▸ Written instruction:
Take the line that contains "the wooden side" and every line after it in the material below, and quote them exactly.

▸ Coordinate annotation entries:
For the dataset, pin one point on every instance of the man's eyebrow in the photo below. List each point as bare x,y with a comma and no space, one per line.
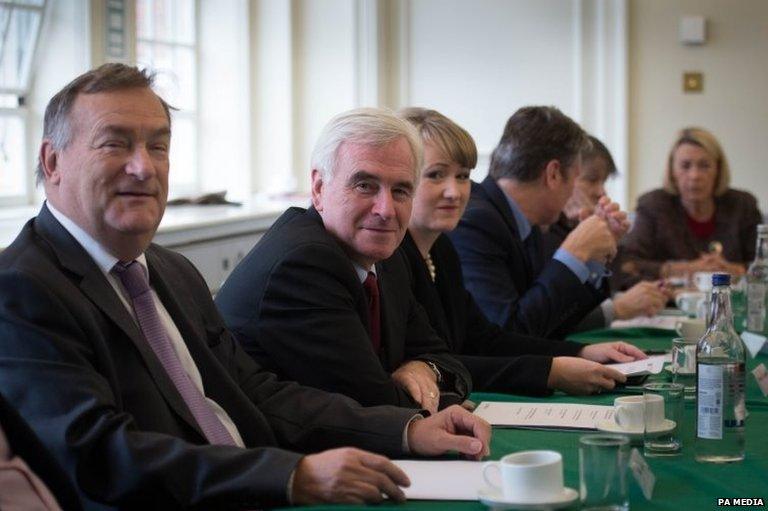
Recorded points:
408,185
361,175
112,129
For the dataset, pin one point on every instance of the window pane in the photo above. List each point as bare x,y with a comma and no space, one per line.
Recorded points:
175,72
183,176
144,19
37,3
17,47
12,171
184,31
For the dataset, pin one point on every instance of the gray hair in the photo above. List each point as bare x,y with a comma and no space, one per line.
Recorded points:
105,78
370,126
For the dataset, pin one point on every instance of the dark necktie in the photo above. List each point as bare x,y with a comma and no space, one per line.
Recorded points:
136,283
533,247
374,311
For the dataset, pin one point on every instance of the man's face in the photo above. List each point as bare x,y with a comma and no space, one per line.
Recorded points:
562,188
112,177
367,203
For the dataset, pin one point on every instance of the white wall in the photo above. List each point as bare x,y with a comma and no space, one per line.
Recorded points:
476,61
63,53
734,103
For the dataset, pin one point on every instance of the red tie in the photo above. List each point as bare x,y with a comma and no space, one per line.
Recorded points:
374,313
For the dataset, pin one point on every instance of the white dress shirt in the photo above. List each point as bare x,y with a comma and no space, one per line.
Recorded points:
106,261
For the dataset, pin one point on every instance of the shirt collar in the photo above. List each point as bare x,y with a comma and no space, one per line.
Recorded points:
101,256
362,273
523,225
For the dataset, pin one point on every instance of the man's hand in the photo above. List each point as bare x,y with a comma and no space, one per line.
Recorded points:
614,216
453,429
578,376
591,240
716,262
420,382
644,298
347,476
617,351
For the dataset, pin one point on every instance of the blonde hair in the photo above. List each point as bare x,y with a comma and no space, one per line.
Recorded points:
707,141
453,140
371,126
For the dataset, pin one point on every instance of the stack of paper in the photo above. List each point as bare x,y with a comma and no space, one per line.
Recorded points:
650,365
661,321
544,415
443,480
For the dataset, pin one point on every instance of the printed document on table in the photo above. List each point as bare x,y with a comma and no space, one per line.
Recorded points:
442,480
544,415
664,321
650,365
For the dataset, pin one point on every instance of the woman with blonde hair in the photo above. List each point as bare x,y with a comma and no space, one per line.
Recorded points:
696,222
498,361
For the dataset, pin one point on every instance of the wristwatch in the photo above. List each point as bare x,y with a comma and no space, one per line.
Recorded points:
436,370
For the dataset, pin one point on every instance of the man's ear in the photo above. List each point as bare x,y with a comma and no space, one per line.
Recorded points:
552,173
317,189
49,162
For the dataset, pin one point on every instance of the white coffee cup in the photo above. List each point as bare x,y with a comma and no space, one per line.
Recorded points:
528,476
691,328
689,301
630,414
703,280
684,355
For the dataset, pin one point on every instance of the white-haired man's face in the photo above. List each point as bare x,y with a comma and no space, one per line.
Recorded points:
367,204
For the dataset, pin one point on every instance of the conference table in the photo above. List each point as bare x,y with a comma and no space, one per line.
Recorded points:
681,482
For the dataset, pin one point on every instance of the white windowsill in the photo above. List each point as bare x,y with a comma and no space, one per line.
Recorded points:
183,225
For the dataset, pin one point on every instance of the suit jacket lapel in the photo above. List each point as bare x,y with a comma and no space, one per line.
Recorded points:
95,286
389,350
499,200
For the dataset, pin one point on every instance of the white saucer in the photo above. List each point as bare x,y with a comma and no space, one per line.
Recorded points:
496,500
609,426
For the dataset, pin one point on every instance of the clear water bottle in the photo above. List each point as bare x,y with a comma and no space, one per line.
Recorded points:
757,285
720,380
739,303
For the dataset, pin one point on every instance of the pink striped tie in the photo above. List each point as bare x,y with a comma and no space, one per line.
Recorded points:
136,283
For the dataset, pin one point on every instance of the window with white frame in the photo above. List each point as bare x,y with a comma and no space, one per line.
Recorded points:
20,22
166,42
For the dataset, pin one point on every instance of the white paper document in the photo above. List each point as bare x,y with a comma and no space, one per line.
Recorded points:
661,321
650,365
443,480
544,415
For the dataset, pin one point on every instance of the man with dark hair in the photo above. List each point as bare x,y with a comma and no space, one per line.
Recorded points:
114,353
531,176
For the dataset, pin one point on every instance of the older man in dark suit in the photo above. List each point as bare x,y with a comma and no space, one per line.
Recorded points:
116,356
325,296
531,177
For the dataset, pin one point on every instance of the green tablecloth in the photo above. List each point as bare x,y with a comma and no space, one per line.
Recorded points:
681,483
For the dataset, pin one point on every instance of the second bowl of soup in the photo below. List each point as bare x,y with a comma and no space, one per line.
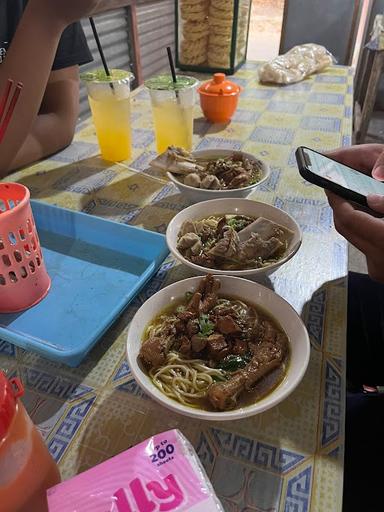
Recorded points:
217,347
237,237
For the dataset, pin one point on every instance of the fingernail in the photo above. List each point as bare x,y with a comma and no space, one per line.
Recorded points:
376,201
378,172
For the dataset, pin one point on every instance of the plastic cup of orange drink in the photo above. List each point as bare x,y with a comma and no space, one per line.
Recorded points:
172,107
109,99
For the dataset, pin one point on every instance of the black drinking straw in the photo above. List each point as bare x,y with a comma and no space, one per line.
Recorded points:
172,66
97,39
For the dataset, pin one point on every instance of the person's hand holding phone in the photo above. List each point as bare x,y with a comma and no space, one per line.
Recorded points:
363,230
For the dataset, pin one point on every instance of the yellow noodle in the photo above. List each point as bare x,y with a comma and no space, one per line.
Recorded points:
185,380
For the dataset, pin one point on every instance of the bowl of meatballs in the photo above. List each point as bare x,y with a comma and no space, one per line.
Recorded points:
213,173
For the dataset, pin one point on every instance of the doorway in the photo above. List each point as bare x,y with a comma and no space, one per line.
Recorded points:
265,29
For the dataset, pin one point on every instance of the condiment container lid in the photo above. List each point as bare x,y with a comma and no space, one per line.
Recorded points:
219,86
10,390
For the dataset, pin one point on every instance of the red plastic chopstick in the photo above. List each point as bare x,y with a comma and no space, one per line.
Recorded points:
5,97
11,107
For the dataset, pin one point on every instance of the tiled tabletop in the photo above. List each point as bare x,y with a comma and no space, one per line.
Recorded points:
289,458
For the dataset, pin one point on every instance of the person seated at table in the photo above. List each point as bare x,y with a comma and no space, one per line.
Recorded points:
41,45
364,441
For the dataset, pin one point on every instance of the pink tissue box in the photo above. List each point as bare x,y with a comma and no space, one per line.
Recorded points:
160,474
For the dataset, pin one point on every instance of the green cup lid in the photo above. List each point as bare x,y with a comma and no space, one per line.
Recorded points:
99,75
166,83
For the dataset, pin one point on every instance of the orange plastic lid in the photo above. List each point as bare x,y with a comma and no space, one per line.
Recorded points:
219,86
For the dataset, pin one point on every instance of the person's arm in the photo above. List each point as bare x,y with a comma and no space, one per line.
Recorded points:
54,126
29,60
360,228
363,230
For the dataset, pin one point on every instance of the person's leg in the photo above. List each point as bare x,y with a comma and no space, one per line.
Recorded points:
365,331
364,427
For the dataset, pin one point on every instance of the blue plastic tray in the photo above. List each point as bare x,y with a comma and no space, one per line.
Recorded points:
97,267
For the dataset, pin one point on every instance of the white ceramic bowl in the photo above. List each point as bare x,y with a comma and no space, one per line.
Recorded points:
248,291
239,207
200,194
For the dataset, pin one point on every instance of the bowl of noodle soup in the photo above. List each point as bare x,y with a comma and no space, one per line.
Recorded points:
182,383
225,253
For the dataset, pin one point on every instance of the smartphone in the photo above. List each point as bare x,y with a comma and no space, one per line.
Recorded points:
344,181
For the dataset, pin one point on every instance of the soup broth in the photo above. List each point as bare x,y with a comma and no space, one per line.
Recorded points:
215,352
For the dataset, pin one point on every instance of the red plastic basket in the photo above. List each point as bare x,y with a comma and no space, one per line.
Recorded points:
24,280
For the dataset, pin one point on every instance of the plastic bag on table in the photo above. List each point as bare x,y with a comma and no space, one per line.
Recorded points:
295,65
161,473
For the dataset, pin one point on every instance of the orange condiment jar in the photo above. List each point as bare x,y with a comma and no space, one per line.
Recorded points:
27,469
219,98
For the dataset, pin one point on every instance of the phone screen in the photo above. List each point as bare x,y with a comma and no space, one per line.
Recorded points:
342,175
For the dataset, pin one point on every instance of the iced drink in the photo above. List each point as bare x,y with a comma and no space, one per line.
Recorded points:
172,106
109,99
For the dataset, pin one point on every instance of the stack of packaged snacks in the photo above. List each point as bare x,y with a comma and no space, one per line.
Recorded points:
220,33
212,34
194,45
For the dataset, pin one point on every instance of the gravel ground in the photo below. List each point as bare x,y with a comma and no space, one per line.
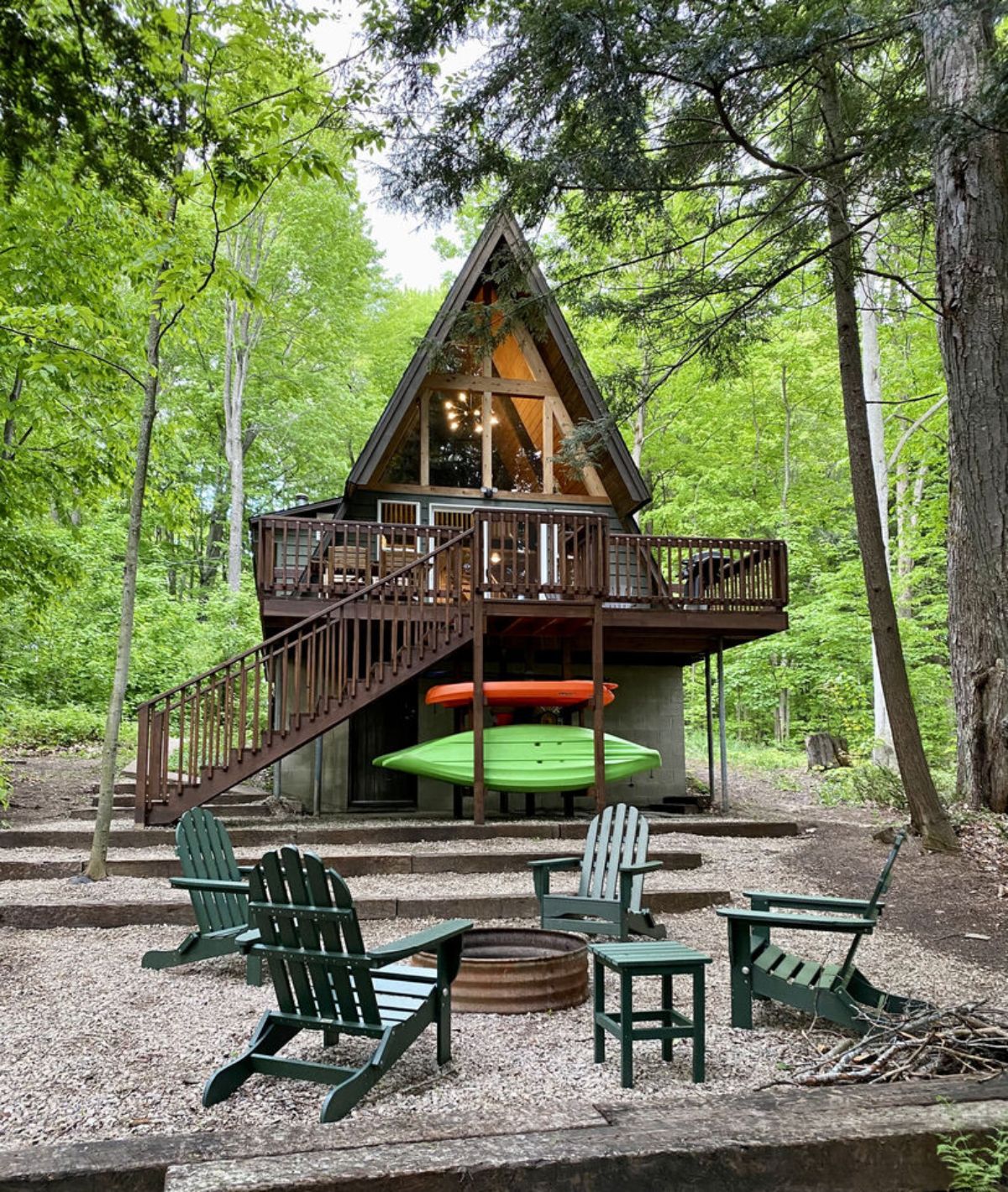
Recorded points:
659,847
307,824
727,862
99,1048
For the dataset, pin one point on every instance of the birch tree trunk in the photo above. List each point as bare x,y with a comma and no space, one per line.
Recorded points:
234,390
971,233
871,370
97,868
926,811
247,250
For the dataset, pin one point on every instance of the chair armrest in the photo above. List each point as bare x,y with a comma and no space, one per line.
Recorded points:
420,942
796,922
555,864
811,902
210,885
248,939
645,867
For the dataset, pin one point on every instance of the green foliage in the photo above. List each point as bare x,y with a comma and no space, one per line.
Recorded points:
28,726
976,1166
868,785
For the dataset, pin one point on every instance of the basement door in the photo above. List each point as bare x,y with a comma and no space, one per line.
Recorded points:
381,727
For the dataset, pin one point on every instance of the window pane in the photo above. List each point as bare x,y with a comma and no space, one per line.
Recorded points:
517,444
456,440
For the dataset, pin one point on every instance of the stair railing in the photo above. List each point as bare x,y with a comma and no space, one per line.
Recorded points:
248,708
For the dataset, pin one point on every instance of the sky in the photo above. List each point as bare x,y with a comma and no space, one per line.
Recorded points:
407,242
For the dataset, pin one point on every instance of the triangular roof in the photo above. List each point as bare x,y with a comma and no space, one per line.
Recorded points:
580,393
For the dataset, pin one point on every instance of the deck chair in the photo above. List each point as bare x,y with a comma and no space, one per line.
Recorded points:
218,890
612,869
839,993
307,930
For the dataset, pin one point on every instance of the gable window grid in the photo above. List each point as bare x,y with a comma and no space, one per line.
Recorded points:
567,375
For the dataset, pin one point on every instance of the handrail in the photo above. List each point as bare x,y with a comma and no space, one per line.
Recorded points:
299,674
325,611
310,555
726,574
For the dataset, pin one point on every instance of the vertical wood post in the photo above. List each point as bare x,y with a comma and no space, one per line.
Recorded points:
709,725
479,790
426,438
547,444
598,705
143,763
316,785
486,418
721,730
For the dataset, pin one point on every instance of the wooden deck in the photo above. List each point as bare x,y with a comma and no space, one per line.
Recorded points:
541,575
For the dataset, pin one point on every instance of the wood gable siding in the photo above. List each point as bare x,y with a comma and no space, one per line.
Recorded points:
552,364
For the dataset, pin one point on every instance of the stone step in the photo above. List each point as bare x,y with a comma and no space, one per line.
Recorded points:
125,796
312,833
244,808
88,913
348,864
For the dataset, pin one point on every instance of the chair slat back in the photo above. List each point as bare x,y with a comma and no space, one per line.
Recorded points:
871,910
305,911
204,850
617,837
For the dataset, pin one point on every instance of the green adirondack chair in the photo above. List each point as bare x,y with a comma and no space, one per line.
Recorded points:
307,930
218,890
612,870
839,993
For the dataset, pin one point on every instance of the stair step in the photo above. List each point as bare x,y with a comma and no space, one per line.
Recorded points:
312,836
92,913
348,864
244,810
125,796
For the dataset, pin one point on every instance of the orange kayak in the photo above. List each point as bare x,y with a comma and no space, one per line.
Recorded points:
521,693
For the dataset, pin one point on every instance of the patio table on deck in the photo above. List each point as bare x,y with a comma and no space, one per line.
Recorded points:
663,958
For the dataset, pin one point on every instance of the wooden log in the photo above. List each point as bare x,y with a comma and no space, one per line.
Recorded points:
826,751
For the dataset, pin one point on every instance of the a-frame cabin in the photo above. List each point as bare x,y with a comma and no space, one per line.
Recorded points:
467,543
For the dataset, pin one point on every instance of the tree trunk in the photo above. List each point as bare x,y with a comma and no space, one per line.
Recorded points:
247,249
97,868
871,370
971,231
926,811
785,481
234,386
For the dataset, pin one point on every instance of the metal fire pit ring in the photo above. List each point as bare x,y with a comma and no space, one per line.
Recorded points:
517,970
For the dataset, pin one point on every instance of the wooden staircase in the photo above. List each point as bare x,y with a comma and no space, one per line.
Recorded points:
215,731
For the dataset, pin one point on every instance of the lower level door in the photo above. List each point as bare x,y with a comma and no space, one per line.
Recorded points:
387,725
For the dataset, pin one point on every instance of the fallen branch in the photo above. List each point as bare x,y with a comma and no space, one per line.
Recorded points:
969,1040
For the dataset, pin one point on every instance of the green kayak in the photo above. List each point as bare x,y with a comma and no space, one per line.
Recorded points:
527,759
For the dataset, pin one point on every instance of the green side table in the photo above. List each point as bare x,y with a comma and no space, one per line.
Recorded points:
665,958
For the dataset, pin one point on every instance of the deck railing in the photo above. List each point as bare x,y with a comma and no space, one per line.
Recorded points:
527,554
717,574
255,707
311,557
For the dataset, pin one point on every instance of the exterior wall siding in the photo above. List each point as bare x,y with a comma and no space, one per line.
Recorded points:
648,710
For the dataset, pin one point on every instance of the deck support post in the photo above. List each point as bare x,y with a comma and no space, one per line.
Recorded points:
316,785
598,705
479,790
721,731
709,706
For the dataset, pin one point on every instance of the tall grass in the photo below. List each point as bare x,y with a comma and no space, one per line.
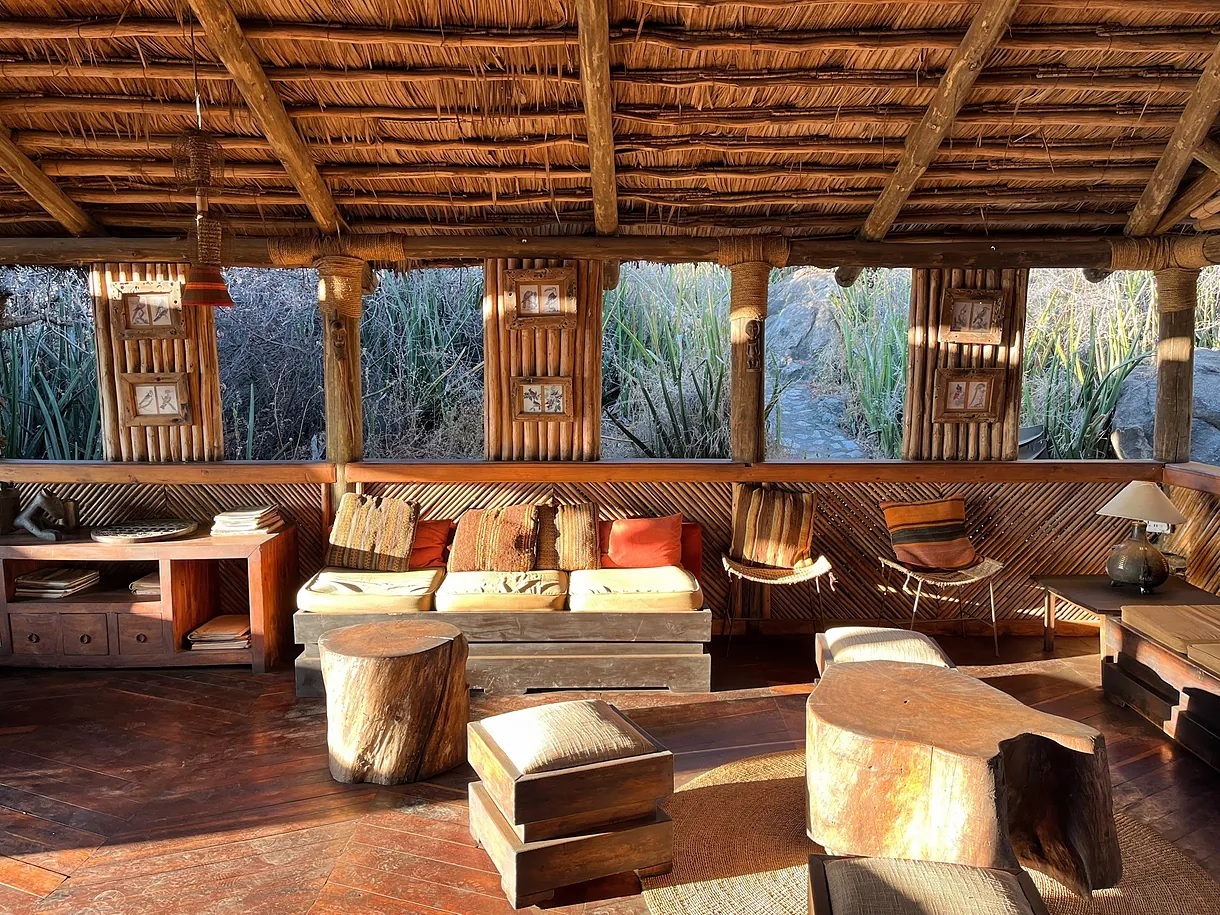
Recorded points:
872,316
49,373
666,360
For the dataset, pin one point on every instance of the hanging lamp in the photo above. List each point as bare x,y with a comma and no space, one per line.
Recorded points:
198,165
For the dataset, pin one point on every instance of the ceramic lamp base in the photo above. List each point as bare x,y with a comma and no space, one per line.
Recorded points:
1136,561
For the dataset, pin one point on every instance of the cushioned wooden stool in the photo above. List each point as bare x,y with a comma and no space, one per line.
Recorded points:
870,886
567,793
843,644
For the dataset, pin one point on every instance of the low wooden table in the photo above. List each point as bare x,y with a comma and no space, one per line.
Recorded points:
1098,597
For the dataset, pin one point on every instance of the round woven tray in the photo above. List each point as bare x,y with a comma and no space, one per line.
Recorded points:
144,531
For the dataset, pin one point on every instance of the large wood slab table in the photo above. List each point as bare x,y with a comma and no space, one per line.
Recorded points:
911,760
1096,594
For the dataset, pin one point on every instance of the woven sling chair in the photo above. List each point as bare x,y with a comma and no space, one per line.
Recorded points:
774,544
985,570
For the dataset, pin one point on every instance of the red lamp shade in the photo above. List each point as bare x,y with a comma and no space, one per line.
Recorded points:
205,286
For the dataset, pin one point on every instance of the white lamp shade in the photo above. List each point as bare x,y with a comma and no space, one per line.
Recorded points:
1141,500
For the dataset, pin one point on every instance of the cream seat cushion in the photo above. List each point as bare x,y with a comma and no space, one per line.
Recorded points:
353,591
483,592
664,588
1176,627
870,643
565,735
1207,655
887,886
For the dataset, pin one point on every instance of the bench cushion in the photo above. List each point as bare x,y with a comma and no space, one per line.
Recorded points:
660,589
481,592
1176,627
1207,655
545,738
354,591
871,886
870,643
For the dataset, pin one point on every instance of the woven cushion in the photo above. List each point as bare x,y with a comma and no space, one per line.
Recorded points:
372,532
930,534
844,644
351,591
633,589
495,541
1176,627
472,592
1207,655
885,886
774,528
545,738
577,545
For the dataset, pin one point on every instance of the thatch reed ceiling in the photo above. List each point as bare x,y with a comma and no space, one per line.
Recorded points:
727,115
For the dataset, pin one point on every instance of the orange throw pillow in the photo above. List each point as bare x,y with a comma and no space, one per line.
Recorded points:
642,542
431,542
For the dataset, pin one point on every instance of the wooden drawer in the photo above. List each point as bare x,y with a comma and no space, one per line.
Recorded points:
84,633
35,633
140,633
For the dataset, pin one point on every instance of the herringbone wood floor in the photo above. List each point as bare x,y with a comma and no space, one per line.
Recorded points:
133,792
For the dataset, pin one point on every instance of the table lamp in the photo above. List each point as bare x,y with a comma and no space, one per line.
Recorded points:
1135,560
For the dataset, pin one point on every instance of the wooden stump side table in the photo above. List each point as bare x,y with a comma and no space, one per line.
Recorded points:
395,700
910,760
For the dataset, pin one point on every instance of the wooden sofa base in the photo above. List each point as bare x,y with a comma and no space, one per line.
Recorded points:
1166,688
515,652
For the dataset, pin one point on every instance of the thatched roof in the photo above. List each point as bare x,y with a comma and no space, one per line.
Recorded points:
467,115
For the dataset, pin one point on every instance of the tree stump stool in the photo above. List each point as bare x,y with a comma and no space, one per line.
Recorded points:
395,700
910,760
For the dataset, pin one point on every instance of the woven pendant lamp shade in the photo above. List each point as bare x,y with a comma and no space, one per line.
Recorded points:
205,286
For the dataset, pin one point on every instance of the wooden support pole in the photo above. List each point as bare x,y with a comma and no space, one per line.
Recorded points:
340,283
966,62
1176,300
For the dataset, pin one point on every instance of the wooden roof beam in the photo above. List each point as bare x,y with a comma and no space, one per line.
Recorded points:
26,173
1199,114
986,29
593,25
228,43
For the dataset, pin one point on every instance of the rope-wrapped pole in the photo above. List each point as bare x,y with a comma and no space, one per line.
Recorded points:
1176,300
340,287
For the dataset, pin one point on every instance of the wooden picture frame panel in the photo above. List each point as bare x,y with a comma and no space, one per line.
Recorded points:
541,298
154,398
148,309
969,395
542,399
975,316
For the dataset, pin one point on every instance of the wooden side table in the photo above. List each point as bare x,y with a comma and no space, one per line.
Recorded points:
1098,597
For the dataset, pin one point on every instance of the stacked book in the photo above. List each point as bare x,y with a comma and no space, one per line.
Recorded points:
57,582
148,586
256,519
221,633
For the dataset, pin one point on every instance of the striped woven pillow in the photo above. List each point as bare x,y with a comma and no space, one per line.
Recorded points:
775,528
495,541
930,534
372,533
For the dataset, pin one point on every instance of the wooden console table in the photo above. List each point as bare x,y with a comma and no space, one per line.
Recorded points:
111,627
1098,597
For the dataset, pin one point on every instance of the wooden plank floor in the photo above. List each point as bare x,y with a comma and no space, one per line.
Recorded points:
206,791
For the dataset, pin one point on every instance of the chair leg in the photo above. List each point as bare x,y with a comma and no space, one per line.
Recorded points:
919,591
991,592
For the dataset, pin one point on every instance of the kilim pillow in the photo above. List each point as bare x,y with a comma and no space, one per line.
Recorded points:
930,534
495,541
578,537
372,533
775,528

▸ Solution to the problem:
For the dataset, pin one point on every instance of the wooden side table in the photo above. List each point as bare x,y with a comma and no space, one per line.
Recorded points:
1098,597
For the dataset, pin one point on every instance of the stacked book in the photo above. List each point as bare x,y with a comma and no space, one per line.
Recorded points:
57,582
148,586
256,519
221,633
For the dataset, pin one point on every instance of the striped woven pillow in the photo above. List each point as bare x,y with a comma and no space, one per line.
Recorded points:
775,528
495,541
930,534
372,533
For the dataset, pin one point on every instance of the wooden console table in the photo above. List each point as bare x,y with a comma and no space, one per line.
Recorded points:
111,627
1098,597
For the dataset, pin one point on every instance of the wooden plank floor in the photo above. List each point as bare x,y with a comma and no space, one per line.
Recorded points:
206,791
For the dataset, pin one point on every instance of the chair leg in the photo above. List each point as bare x,y with a comma and no space, one per line.
Recorded points:
919,591
991,592
For the dataset, pin one point on every instance of the kilim pillow in the photo above. List each point as bare x,y with a comma and no space, one per line.
Recorded points:
930,534
495,541
578,537
372,533
775,528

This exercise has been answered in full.